**TASK BRIEF**.
Search the records below for the line containing "Can you see the green foliage?". Output that line and all later lines exactly; output nothing else.

━━━━━━━━

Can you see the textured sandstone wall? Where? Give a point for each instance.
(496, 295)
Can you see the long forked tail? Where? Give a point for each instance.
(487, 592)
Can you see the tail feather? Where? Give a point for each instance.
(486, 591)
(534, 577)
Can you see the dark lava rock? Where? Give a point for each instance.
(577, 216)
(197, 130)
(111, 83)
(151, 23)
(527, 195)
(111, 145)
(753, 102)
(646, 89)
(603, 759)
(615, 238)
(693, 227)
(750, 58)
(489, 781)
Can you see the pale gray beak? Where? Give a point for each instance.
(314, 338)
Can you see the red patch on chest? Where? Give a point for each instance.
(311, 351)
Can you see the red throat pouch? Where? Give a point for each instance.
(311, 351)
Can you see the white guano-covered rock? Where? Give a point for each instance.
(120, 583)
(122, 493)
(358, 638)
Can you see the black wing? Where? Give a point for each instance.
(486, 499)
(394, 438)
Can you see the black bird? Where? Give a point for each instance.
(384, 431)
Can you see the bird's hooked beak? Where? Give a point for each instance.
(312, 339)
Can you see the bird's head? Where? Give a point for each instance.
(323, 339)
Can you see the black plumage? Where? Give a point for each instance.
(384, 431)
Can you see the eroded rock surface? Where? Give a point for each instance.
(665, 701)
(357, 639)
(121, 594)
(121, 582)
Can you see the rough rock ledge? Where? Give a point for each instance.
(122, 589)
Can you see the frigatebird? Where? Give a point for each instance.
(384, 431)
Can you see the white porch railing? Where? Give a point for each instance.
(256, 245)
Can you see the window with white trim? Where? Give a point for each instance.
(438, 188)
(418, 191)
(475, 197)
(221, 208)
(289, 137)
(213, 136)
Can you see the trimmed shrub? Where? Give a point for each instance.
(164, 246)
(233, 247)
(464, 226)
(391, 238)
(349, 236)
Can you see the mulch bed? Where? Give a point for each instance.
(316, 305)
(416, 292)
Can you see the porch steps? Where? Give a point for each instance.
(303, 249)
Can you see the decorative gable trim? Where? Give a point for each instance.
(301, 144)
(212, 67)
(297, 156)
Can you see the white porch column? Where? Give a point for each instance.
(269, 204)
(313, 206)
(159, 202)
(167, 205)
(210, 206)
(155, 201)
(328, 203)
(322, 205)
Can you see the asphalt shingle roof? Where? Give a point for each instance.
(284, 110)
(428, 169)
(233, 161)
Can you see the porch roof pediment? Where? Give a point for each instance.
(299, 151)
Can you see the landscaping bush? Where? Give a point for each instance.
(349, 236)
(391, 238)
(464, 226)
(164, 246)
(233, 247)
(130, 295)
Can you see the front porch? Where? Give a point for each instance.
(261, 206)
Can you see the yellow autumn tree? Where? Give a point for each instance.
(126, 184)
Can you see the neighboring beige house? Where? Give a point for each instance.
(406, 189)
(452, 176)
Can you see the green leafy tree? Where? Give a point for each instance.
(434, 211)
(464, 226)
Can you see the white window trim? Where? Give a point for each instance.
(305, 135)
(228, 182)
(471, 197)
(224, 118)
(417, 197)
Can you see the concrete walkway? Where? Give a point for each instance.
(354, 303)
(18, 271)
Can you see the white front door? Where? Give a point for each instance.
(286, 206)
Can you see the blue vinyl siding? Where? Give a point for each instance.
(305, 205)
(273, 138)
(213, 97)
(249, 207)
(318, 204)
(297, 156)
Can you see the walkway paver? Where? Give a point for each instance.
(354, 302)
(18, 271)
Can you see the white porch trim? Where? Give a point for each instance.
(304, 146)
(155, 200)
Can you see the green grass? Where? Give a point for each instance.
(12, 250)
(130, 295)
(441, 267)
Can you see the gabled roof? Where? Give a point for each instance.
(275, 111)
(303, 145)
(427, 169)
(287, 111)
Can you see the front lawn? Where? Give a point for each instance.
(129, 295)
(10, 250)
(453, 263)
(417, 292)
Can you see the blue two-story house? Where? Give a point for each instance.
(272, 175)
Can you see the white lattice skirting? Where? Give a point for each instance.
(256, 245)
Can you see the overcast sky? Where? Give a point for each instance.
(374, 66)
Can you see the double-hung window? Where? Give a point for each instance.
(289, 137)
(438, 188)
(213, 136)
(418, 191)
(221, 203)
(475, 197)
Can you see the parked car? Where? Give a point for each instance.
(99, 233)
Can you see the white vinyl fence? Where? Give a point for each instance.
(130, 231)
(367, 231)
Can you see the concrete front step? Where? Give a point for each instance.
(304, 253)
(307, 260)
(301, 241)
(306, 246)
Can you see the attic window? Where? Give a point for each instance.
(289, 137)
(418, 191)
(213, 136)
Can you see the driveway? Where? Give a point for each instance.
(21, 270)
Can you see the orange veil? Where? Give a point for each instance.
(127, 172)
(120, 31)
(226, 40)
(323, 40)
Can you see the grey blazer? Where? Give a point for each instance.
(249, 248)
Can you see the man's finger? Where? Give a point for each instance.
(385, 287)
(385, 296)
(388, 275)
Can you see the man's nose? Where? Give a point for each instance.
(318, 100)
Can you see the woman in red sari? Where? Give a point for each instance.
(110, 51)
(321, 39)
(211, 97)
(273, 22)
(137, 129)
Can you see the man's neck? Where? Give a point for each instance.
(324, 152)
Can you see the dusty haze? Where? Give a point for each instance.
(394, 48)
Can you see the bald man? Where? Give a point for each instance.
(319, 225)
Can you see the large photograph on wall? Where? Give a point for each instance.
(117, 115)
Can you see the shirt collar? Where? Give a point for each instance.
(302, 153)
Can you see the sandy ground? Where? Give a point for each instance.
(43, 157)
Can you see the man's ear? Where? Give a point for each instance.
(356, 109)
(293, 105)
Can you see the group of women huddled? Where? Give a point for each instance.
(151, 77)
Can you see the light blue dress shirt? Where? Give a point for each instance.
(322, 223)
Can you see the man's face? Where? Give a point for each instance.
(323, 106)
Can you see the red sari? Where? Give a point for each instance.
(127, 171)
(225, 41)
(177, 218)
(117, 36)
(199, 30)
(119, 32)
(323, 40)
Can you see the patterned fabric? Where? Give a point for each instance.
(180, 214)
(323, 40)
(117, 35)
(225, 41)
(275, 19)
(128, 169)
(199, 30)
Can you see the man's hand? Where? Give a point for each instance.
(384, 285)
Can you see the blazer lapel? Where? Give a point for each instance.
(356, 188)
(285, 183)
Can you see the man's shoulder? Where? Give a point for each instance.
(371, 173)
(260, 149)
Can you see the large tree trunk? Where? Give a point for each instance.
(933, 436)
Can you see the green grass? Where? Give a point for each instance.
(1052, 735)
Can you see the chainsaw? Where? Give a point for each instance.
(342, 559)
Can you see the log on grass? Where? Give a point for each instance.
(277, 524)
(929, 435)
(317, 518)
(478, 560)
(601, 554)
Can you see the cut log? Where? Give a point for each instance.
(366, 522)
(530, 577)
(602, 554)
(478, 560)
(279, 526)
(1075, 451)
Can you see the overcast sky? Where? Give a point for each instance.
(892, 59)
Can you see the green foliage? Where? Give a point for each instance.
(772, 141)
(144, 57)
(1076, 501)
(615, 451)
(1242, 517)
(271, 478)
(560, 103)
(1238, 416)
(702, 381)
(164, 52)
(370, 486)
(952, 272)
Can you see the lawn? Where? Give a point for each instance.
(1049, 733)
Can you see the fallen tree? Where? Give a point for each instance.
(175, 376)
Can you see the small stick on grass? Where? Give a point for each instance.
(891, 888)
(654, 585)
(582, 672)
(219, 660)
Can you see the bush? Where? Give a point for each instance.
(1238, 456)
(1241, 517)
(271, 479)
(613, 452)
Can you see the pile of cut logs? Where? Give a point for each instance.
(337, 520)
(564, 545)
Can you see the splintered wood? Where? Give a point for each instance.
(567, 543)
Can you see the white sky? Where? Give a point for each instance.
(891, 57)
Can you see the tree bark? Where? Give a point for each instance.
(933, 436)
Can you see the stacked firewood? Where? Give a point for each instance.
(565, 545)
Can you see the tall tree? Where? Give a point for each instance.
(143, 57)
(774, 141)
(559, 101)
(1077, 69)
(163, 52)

━━━━━━━━

**EXERCISE OUTPUT**.
Can you see the green foliage? Where? Give a point for each instance.
(772, 141)
(144, 57)
(1076, 501)
(615, 451)
(1242, 517)
(271, 478)
(560, 103)
(1238, 416)
(702, 381)
(164, 52)
(370, 486)
(952, 272)
Can you see the lawn? Where? Give a point for each instance.
(1049, 733)
Can you see the fallen tree? Where? Give a point for each instance.
(175, 376)
Can you see the small stick on grass? Where? Give a point for each instance.
(891, 888)
(654, 585)
(582, 672)
(219, 660)
Can you see the bush? Where? Give a point for each instance.
(1238, 456)
(1241, 517)
(271, 479)
(613, 452)
Can you see the pile of cut logs? Where? Give a point for each instance.
(337, 520)
(564, 545)
Can you see the splintered wood? Where? Give a point for each instance.
(567, 543)
Can you see the white sky? Where? Give a point for each instance.
(891, 57)
Can you see the tree bark? Where? Give a point for each instance.
(933, 436)
Can you see the stacked firewood? Where? Give a point for each instance.
(565, 545)
Can you see the tall tree? Where? Give a point for each instance.
(143, 57)
(774, 141)
(559, 101)
(1077, 69)
(163, 52)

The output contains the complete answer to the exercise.